The entries below are to be written out exactly, with no images included.

*** Opening Extracted records ***

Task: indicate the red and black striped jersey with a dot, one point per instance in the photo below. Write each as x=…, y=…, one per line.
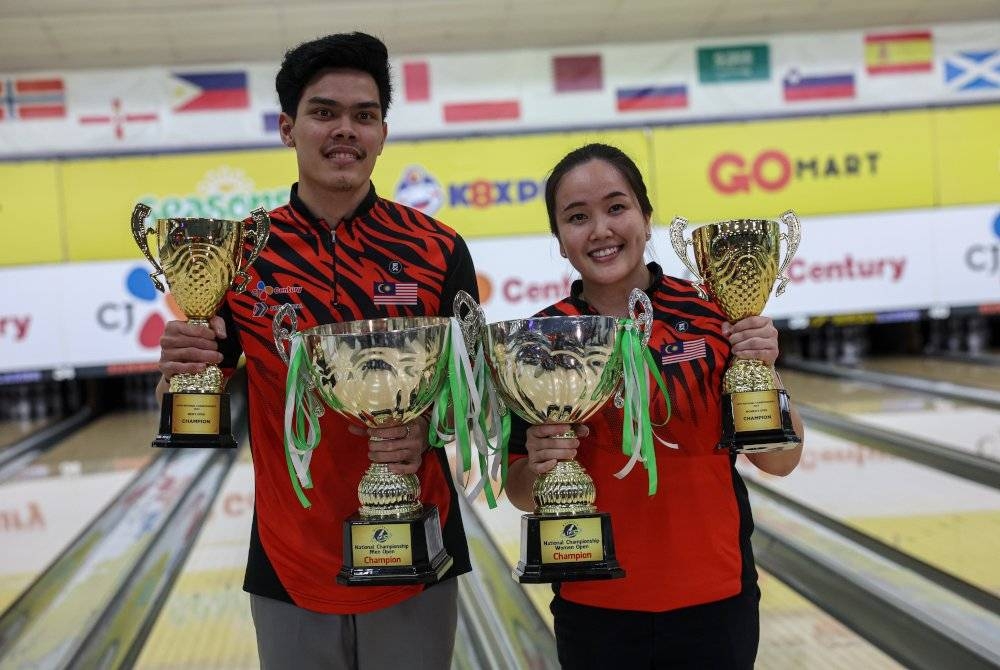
x=690, y=542
x=385, y=260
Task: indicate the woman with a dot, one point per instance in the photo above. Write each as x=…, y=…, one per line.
x=689, y=597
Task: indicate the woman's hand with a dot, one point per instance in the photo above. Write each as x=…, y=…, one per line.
x=753, y=337
x=402, y=447
x=544, y=450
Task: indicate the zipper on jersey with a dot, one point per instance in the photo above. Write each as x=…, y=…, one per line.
x=333, y=252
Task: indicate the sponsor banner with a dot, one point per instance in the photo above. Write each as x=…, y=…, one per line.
x=745, y=62
x=29, y=213
x=967, y=148
x=99, y=194
x=965, y=243
x=89, y=314
x=814, y=166
x=449, y=180
x=109, y=314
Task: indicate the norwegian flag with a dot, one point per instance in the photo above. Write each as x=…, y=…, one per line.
x=682, y=350
x=31, y=99
x=394, y=293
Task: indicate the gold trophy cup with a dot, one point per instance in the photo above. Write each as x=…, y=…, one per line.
x=200, y=259
x=738, y=261
x=562, y=370
x=379, y=373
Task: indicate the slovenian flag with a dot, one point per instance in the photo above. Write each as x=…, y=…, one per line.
x=211, y=91
x=820, y=87
x=652, y=97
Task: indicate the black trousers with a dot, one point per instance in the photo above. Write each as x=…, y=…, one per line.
x=720, y=635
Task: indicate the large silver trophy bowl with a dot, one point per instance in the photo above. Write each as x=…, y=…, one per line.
x=561, y=370
x=380, y=373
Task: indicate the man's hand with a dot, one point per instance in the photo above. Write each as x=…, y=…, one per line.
x=187, y=348
x=402, y=447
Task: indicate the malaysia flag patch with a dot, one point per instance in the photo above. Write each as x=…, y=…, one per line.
x=684, y=350
x=395, y=293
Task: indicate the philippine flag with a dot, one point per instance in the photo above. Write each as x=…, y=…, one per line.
x=652, y=97
x=820, y=87
x=211, y=91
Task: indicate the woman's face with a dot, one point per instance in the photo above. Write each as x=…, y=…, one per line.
x=602, y=230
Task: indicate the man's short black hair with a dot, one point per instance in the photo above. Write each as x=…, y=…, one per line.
x=353, y=51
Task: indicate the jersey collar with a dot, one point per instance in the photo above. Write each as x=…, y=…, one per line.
x=302, y=210
x=576, y=288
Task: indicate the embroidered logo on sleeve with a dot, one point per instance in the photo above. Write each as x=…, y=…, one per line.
x=680, y=351
x=395, y=293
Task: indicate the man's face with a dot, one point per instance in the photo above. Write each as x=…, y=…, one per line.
x=338, y=131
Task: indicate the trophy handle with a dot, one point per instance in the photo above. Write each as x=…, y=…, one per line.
x=471, y=322
x=139, y=234
x=792, y=239
x=643, y=321
x=260, y=232
x=281, y=334
x=680, y=245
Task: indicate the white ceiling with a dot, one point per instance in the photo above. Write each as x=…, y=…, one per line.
x=61, y=34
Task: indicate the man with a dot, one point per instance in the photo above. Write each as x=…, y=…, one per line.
x=330, y=248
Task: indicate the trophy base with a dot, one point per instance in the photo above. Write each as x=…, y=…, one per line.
x=195, y=420
x=387, y=552
x=566, y=548
x=757, y=421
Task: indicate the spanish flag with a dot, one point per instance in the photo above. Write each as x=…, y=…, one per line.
x=892, y=53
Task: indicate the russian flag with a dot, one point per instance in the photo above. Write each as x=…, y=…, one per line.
x=822, y=87
x=211, y=91
x=652, y=97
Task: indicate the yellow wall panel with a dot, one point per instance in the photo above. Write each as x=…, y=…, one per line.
x=30, y=221
x=968, y=151
x=101, y=193
x=488, y=186
x=852, y=163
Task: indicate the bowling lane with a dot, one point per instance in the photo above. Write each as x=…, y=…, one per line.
x=948, y=522
x=794, y=632
x=205, y=621
x=47, y=504
x=960, y=425
x=16, y=430
x=964, y=374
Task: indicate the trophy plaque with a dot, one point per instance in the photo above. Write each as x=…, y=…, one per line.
x=201, y=259
x=738, y=262
x=560, y=370
x=379, y=373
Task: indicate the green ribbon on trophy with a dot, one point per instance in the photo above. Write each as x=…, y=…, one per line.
x=638, y=441
x=302, y=431
x=478, y=416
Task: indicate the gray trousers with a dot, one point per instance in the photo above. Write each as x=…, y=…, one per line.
x=418, y=633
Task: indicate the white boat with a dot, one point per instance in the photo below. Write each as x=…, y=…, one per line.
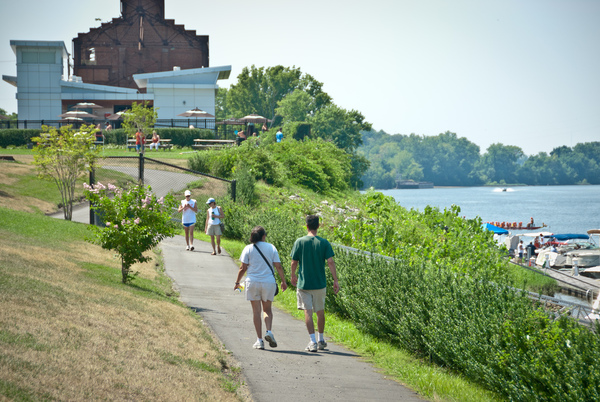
x=568, y=247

*** Closing Extracted records ***

* Solution to the exercise *
Task: indicate the red and black striped jersey with a dot, one point per instance in the photo below. Write each as x=…, y=…, one per line.
x=690, y=542
x=385, y=260
Task: indicate the woman with a dot, one point per instance in the photo above. Write each as x=…, y=…, one per line.
x=689, y=597
Task: indicate the woman's hand with a dot, one point per instance in the photo above. Write each as x=…, y=…, one per line.
x=753, y=337
x=402, y=447
x=544, y=450
Task: indicate the zipper on jersey with a dot, one point per instance in the photo above. Write each as x=…, y=…, one per line.
x=333, y=252
Task: indicate the sponsor banner with a dot, one point per instance in the photo above. Write each as x=…, y=…, one per line.
x=745, y=62
x=29, y=213
x=967, y=148
x=99, y=194
x=965, y=243
x=89, y=314
x=814, y=166
x=449, y=180
x=109, y=314
Task: indicate the norwegian flag with a dot, one point per instance in the photo above. Write each as x=…, y=…, one per line.
x=682, y=350
x=31, y=99
x=394, y=293
Task: indicate the gold trophy cup with a dot, one point per instance in the photo above. Write each as x=…, y=…, one per line.
x=200, y=259
x=738, y=261
x=562, y=370
x=379, y=373
Task: indicate the slovenian flag with a dot, one point per instance in the photo above. Write each as x=…, y=…, one per line.
x=211, y=91
x=820, y=87
x=652, y=97
Task: indicate the black trousers with a dot, one point per instance in the photo above. Write each as x=…, y=…, one per line.
x=720, y=635
Task: indicate the large silver trophy bowl with a dot, one point per instance in the photo above. Write each as x=…, y=…, one per line.
x=561, y=370
x=380, y=373
Task: indicate the man's hand with a dot, one point per instance in the photo above. Write each as x=…, y=…, one per line.
x=187, y=348
x=402, y=447
Task: indicate the malaysia flag patch with a dot, one point per instance in the photo above. Write each as x=…, y=…, one per line.
x=684, y=350
x=395, y=293
Task: indicate the philippine flag with a dot, one point per instance in the photo above. Write each as x=…, y=…, one per line.
x=652, y=97
x=820, y=87
x=211, y=91
Task: indicate the woman's face with a dot, one point per instance in the photo above. Write each as x=…, y=…, one per line.
x=602, y=230
Task: indicate the man's short black hair with a dot, one point per instance in the photo above. Write each as x=…, y=…, one per line.
x=353, y=51
Task: indicate the jersey collar with a dot, one point per instance in the photo above. Write each as x=…, y=…, one per line.
x=302, y=210
x=576, y=288
Task: indicate the embroidered logo on sleeve with a dot, one point per instance in the photo above. Write each as x=…, y=…, one per line.
x=680, y=351
x=395, y=293
Task: indicate the man's face with a dot, one point per instance in the photo above. Write each as x=…, y=…, one per line.
x=338, y=131
Task: indicate the trophy handle with a dot, one point per instance in the photo above. Write each as x=…, y=…, one per line.
x=471, y=322
x=139, y=234
x=792, y=239
x=643, y=321
x=260, y=232
x=281, y=334
x=680, y=245
Task: indicate the white ceiling with a dot, one point per instance in the photo above. Write each as x=…, y=…, one per line.
x=61, y=34
Task: indicate the man with a dot, one point per instance in the photo above. Write each as x=…, y=…, one per line.
x=330, y=248
Task: indicate the trophy base with a dot, one point per instance in the photo above. Write each as x=…, y=…, one per line.
x=195, y=420
x=387, y=552
x=566, y=548
x=757, y=421
Task: indicate the spanish flag with a dot, one point per instance in the photo above. Write each as x=…, y=…, one per line.
x=892, y=53
Task: indicate the russian flag with a dot, one point per instance in the photo above. Write each as x=…, y=…, one per line.
x=822, y=87
x=211, y=91
x=652, y=97
Task: indicate the yellow wall panel with a dot, one point per instance in the photo above. Write each as x=…, y=…, one per line.
x=30, y=221
x=968, y=151
x=101, y=193
x=488, y=186
x=852, y=163
Task: indicate the bowling lane with a dot, one point per instance in the photo above. Write each as x=…, y=…, one per line.
x=948, y=522
x=794, y=632
x=205, y=621
x=47, y=504
x=960, y=425
x=16, y=430
x=964, y=374
Task: indicate the trophy plaque with a dot, one point per instance in the photo above. Write each as x=…, y=…, one per line.
x=201, y=259
x=738, y=262
x=560, y=370
x=379, y=373
Task: indicate the green ribbon on trophy with a dot, one point per instance in the photo above. Write each as x=…, y=…, one per line.
x=638, y=441
x=302, y=431
x=478, y=416
Task: indicate the gray trousers with a dot, one point per instance in the photo above. Write each as x=…, y=…, one per line.
x=418, y=633
Task: indicate the white boat with a dot, one point per instance in the photo below. Write each as x=…, y=…, one per line.
x=568, y=247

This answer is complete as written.